### OBJECTIVES
A. In the passage on cannon metals and casting, in what year did Krupp cast his first steel cannon?
B. Extend the passage on cannon metals and casting past its final sentence, keeping its style.

In the 1870s, the Italians and French found that guns cast from phosphor bronze (stronger, more homogeneous metal) were superior to those made using ordinary bronze, but concluded that the advantage was too small; the phosphorus had to be added in exact proportions and was "unstable." So-called "bronze steel," an ordinary bronze cast under pressure while chilling the interior, and subsequently forged cold, was also considered, but eclipsed by steel. (Ord1880, 77, 187).

Cast steel. Steel is potentially superior to cast iron, and to wrought iron and bronze, but it is quite difficult to cast without hidden defects (Kinard 230). Krupp cast his first steel cannon in 1847 (Krause 59). There was only limited use of cast steel rifled cannon (3" Sawyer) in the ACW.

By the l890s, ordinary steel was replaced by nickel steel. (Krooth 89).

Cannon Manufacture

Hollow casting. In the early-seventeenth century, muzzle-loading iron cannon were cast as single hollow blocks. Making the mold was tricky. In essence, there were two clay molds, a hollow one for the exterior and a solid one (core) for the interior. (Hall, 11ff; Fisher).

The hollow mold was built up over a pattern made of wood, rope, clay and a friable material like horse dung; the pattern defined the desired shape of the cannon interior. The pattern was coated with a release material, such as an ash-fat mixture or a wax, so the actual mold material wouldn't stick. This mold material was also clay-based, and might be reinforced with rope or animal hair. The mold was reinforced with metal straps, the pattern was carefully removed from its interior, and the mold was baked. The core mold of course was simpler to make.

The complete mold was lowered into a pit, muzzle up. Note that the interior (core) mold had to be held centered inside the larger mold by a metal spacer ( cruzeta; chaplets), which would become part of the gun. In general, this didn't work out perfectly, the core would shift so the bore wouldn't be quite straight. (WeirML, 132).

The pit was filled with earth so as to hold the mold upright, a "feeding head" (riser) was attached, and the molten metal was poured into it. The latter had to have the right fluidity to properly fill the mold. Once the metal had cooled and solidified, the mold was broken so the casting could be removed. That meant that no two cannon could be identical.

### DATASET RECORDS
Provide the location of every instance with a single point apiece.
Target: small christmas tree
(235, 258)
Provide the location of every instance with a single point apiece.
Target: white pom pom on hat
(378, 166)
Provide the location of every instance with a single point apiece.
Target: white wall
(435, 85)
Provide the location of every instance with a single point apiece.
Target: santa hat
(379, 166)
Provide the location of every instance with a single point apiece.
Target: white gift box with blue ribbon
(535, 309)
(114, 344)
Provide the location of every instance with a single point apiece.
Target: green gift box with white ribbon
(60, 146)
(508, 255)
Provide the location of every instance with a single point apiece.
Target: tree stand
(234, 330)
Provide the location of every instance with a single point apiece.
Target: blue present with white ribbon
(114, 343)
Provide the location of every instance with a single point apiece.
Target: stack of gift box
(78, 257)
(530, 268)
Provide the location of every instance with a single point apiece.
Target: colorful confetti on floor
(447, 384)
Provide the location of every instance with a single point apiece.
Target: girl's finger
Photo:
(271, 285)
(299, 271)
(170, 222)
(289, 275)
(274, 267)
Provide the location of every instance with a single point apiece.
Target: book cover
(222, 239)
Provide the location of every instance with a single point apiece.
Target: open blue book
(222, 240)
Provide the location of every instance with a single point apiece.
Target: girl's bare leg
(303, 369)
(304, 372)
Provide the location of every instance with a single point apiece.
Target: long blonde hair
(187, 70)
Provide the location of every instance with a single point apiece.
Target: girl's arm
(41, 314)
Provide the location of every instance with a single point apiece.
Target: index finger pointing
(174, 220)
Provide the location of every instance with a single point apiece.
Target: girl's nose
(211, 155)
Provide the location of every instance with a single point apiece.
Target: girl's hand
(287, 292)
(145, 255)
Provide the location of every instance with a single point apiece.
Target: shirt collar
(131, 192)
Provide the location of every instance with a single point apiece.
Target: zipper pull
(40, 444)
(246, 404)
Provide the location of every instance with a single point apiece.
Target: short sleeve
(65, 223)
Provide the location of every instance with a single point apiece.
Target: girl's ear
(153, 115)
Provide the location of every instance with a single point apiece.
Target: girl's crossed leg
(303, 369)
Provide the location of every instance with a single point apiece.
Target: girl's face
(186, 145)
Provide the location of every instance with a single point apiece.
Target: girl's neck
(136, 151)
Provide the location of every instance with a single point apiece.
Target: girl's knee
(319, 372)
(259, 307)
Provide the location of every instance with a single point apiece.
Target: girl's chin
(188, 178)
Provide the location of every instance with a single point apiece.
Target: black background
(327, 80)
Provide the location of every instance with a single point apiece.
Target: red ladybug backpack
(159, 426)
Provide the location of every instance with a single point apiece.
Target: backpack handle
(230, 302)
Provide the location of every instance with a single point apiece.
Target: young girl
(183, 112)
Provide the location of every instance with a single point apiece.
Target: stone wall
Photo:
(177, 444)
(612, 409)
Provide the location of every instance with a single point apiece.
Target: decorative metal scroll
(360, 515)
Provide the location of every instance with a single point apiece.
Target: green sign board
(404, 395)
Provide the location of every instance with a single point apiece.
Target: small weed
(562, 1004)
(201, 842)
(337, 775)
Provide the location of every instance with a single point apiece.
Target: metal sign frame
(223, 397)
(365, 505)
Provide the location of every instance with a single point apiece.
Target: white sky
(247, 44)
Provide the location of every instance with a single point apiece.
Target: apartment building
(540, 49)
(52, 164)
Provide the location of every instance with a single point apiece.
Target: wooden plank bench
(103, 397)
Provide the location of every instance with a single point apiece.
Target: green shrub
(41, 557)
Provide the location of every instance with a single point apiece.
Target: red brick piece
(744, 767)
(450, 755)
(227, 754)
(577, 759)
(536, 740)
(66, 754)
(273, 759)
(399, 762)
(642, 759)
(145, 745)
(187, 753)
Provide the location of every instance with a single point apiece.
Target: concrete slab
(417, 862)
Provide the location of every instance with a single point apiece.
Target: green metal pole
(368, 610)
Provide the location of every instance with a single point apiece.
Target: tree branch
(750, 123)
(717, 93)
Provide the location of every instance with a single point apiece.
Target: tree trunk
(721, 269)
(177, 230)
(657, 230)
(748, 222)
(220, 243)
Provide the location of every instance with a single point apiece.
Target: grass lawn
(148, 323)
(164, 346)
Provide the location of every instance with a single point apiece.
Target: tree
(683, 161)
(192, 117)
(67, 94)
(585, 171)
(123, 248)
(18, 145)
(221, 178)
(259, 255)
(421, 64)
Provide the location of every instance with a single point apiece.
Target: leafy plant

### RESULTS OF THE EXERCISE
A. 1847

B.
The cannon was then finished off; the most important finishing steps were cutting off the riser, and reaming out the cast bore so that it had a smoother surface. Diego Prado y Tovar (1603) described a machine, possibly driven by animal power, for accomplishing this, However, the drilling was vertical, with the cannon suspended and slowly lowered over the drill. Note that the machine was merely finishing a hollow casting. Indeed, hollow casting is plainly described in Mieth, A New Description of Artillery(Frankfurt 1684); chapter V discusses the cruzeta (Rainer Prem transl.). Bores were cast to the diameter of the shot and drilled out to the added diameter of the windage. (Hoskins 43).

Clay molds are criticized in 1634: TBW, Chapter 38: "Clay had a very low porosity, which meant that air bubbles in the molten iron were often unable to escape when the guns were cast and, instead, formed dangerous cavities and weak points in the finished guns." The gun barrels of the USE ironclads used in the Baltic War were fabricated by sandcasting. "Sand was far more porous, which made for much stronger, tougher artillery pieces." Historically, sand molds were introduced in Britain about 1750. (Lavery 84).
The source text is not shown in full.